----- Materials provided -----
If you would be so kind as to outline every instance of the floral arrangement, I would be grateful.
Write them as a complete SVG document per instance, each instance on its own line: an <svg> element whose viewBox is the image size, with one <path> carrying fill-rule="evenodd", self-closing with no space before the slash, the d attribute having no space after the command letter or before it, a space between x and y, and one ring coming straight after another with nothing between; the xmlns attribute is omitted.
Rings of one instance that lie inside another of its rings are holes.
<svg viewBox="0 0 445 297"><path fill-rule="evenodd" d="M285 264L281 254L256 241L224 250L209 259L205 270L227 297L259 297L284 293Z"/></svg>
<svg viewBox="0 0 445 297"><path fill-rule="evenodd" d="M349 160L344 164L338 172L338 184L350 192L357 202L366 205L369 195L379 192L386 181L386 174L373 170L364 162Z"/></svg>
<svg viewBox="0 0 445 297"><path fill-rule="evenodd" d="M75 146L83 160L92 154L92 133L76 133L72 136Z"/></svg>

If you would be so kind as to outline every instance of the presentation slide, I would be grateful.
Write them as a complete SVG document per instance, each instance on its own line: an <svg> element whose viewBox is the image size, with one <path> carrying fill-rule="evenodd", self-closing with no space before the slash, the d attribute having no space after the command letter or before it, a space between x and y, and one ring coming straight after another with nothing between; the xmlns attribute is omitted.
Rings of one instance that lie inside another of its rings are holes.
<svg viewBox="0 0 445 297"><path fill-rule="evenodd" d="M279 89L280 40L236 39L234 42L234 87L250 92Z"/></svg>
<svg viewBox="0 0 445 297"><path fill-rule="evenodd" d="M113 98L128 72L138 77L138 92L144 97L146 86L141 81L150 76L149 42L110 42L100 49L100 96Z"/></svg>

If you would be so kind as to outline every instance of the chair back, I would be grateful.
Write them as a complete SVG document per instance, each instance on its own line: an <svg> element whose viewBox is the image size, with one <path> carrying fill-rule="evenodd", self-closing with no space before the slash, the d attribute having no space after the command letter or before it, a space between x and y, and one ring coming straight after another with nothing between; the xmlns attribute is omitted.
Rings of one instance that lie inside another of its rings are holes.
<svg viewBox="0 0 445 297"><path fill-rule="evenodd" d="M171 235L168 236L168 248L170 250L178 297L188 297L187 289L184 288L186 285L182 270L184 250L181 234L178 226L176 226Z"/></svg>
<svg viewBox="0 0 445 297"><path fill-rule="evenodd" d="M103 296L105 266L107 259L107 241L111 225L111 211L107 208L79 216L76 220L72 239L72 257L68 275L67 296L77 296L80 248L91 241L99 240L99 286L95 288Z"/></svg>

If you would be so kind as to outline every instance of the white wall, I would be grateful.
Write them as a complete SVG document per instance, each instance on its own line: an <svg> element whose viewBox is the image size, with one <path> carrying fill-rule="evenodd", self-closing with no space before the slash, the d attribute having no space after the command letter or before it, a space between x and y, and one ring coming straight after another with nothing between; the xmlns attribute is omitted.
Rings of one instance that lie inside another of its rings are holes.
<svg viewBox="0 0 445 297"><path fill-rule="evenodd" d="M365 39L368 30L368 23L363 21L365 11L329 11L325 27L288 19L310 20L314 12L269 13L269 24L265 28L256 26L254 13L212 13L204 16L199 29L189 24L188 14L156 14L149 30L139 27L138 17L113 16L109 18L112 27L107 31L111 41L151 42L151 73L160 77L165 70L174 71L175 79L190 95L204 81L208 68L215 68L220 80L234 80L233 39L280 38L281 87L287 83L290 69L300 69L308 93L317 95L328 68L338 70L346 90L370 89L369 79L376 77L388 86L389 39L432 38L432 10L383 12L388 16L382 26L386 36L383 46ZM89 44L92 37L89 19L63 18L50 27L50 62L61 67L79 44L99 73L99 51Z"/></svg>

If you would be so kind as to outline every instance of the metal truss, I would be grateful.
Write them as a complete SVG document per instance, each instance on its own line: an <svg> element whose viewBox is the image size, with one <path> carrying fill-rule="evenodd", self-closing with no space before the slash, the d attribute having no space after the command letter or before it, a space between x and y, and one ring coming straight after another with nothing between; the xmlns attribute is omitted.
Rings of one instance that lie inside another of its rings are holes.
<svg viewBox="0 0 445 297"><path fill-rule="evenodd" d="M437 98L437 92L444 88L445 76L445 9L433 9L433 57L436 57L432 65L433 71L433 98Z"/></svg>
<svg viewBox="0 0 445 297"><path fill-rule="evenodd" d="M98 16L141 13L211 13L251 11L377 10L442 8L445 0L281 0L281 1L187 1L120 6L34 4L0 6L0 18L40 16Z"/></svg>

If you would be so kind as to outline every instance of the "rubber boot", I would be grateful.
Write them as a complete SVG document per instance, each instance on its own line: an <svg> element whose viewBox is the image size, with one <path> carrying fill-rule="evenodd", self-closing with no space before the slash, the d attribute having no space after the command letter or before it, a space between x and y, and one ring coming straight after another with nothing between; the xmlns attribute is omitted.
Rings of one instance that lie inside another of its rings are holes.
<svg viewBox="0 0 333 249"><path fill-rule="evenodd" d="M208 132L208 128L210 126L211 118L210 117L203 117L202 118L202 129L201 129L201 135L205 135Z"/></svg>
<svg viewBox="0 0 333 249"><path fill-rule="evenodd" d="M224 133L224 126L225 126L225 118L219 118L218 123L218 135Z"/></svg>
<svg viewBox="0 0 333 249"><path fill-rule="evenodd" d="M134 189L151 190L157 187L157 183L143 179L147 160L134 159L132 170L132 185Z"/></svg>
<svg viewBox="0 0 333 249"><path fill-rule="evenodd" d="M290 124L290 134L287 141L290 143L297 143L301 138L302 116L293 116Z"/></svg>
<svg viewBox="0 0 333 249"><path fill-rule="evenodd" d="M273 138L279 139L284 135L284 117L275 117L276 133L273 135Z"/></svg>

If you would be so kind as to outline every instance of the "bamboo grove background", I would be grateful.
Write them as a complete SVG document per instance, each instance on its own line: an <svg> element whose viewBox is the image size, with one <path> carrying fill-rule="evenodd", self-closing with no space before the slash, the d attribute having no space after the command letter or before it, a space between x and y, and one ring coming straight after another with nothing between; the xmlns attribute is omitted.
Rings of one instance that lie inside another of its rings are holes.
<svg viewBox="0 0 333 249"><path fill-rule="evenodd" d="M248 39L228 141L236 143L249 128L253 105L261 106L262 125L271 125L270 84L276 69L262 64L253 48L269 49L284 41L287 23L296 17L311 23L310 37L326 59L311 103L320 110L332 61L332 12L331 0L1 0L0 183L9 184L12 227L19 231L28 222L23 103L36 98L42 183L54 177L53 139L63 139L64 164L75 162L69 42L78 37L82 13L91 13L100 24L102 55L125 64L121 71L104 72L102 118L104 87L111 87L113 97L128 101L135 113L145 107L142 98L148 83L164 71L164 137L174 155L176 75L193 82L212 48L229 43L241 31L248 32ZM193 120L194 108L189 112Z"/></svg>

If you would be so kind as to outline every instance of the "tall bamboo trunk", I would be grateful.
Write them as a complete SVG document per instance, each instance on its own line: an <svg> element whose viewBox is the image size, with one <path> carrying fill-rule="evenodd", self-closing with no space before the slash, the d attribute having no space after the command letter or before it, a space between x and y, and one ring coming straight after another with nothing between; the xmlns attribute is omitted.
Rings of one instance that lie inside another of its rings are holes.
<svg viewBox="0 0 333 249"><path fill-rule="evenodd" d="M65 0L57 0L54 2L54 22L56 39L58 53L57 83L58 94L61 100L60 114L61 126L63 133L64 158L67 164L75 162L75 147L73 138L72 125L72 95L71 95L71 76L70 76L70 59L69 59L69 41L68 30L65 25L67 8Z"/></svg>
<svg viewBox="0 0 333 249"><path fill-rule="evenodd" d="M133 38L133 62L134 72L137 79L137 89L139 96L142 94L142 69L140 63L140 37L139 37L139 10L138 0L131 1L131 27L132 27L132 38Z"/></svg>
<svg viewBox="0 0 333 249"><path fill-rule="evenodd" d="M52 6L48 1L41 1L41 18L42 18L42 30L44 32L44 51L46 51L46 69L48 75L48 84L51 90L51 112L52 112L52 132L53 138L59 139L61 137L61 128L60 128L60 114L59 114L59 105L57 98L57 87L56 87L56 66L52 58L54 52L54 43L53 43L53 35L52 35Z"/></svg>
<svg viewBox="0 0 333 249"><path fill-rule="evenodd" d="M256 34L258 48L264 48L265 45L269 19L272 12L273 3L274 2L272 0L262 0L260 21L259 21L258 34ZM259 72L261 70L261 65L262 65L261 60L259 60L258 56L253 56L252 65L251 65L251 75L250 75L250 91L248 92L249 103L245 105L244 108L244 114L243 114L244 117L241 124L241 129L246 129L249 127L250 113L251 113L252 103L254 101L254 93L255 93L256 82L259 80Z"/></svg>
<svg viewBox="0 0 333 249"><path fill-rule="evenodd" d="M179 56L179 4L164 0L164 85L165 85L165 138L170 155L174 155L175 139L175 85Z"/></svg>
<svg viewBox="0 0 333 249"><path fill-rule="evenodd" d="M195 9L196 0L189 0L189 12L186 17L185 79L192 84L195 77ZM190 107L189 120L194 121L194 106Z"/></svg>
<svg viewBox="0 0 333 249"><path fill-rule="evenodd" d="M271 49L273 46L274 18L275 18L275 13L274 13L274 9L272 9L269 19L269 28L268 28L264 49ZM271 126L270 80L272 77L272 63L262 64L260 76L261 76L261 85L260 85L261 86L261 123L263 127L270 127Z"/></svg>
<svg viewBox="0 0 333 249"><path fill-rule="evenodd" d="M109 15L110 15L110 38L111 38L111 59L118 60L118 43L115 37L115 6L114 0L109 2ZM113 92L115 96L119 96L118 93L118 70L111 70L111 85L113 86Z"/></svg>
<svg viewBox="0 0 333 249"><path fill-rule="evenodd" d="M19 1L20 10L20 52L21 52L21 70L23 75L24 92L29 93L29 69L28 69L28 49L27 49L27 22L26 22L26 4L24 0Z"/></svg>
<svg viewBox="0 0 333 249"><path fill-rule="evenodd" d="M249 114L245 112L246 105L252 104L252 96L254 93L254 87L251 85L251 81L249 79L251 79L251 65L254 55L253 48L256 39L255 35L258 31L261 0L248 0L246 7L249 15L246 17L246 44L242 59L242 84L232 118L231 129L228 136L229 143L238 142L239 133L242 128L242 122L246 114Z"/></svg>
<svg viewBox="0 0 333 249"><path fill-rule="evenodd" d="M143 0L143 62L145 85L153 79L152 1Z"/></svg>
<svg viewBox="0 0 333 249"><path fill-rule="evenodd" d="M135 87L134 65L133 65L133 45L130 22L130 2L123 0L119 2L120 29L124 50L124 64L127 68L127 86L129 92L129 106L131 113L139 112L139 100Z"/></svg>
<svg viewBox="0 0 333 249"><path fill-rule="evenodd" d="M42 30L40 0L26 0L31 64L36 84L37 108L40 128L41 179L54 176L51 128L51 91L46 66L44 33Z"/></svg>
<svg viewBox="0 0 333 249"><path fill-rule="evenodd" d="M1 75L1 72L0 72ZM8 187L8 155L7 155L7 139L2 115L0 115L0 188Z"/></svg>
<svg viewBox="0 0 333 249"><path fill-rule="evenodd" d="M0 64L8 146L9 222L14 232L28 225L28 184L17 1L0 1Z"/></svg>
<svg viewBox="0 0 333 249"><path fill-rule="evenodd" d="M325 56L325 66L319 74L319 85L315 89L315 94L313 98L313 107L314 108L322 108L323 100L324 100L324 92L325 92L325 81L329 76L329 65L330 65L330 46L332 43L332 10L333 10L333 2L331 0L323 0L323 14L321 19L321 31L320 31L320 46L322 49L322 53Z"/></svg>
-----
▸ Set task
Copy the part of the records that opens with the line containing "slide, I would be grateful." and closes with the line containing "89L280 40L236 39L234", switching "grateful" to "thankful" and changing nothing else.

▸ The solution
If you would be so kind as to outline every instance of the presentation slide, I would be thankful.
Write them as a complete SVG document per instance, each instance on its own line: an <svg> element whose viewBox is the image size, with one <path> carrying fill-rule="evenodd", self-closing with no space before the slash, the d attribute having no space after the command letter or before it, a space between x and y, and one ring coming straight after another with nothing between; the xmlns attribute is omitted.
Rings of one instance that lie inside another of its rings are holes.
<svg viewBox="0 0 445 297"><path fill-rule="evenodd" d="M279 89L280 40L236 39L234 42L234 87L250 92Z"/></svg>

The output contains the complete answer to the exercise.